DESCRIPTION OF THE TASK
Please retype all of the entries that follow, leaving the images out.

RECORDS FOR PROCESSING
**********
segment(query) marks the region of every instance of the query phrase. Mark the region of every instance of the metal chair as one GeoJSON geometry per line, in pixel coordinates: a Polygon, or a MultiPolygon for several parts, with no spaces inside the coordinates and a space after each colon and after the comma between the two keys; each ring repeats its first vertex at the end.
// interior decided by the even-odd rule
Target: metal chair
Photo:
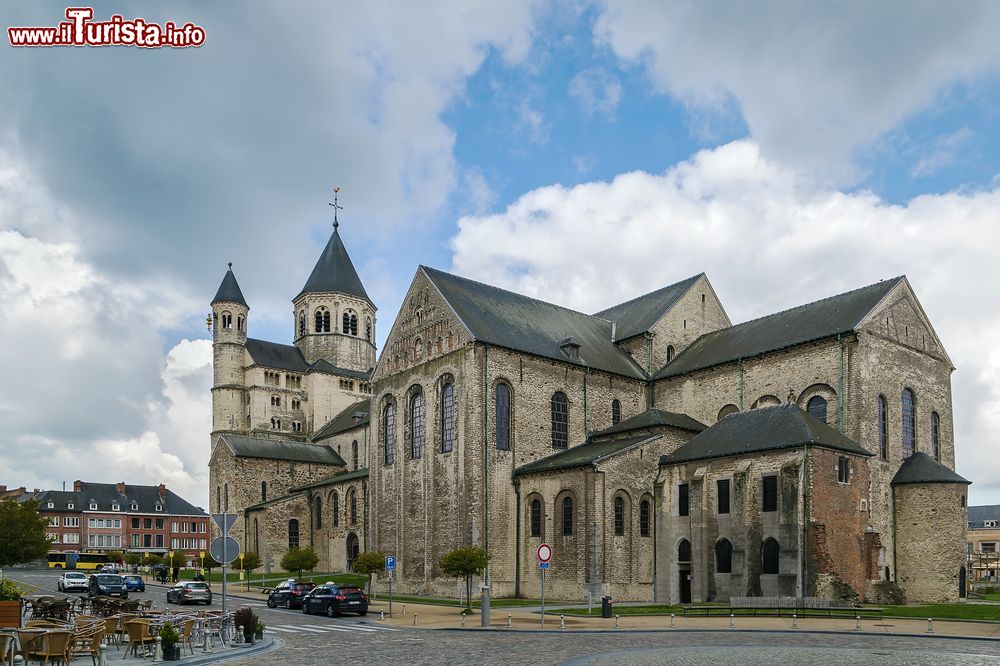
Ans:
{"type": "Polygon", "coordinates": [[[72,631],[47,631],[36,641],[35,648],[28,652],[28,659],[37,659],[43,666],[48,666],[49,659],[68,664],[72,639],[72,631]]]}
{"type": "Polygon", "coordinates": [[[128,657],[129,652],[133,656],[139,656],[138,650],[141,647],[143,652],[146,646],[156,642],[156,637],[149,632],[149,623],[143,620],[130,620],[125,623],[125,633],[128,635],[128,648],[122,659],[128,657]]]}
{"type": "Polygon", "coordinates": [[[75,659],[77,655],[89,654],[94,666],[97,666],[97,657],[100,654],[101,643],[104,641],[104,623],[90,623],[77,626],[73,632],[73,641],[70,647],[70,654],[75,659]]]}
**********
SOLUTION TO THIS EXERCISE
segment(query) marks the region of every instance of the query phrase. Mark the region of every instance of the metal chair as one GeoJSON geometry per line, in pixel coordinates: a Polygon, or a MultiPolygon for several parts, with no spaces inside the coordinates and a space after each colon and after the comma between the two keys; each ring repeats its first vertex at the end.
// interior decided by the even-odd rule
Target: metal chair
Photo:
Ans:
{"type": "Polygon", "coordinates": [[[72,631],[47,631],[36,641],[35,648],[28,652],[28,659],[37,659],[43,666],[48,666],[49,659],[68,664],[72,639],[72,631]]]}
{"type": "Polygon", "coordinates": [[[128,657],[129,652],[133,656],[139,656],[138,650],[141,647],[143,652],[146,646],[156,642],[156,637],[149,632],[149,623],[143,620],[130,620],[125,623],[125,633],[128,635],[128,648],[122,659],[128,657]]]}
{"type": "Polygon", "coordinates": [[[75,659],[77,655],[89,654],[94,666],[97,666],[97,657],[100,654],[101,643],[104,641],[104,623],[90,623],[77,626],[73,632],[73,641],[70,647],[70,654],[75,659]]]}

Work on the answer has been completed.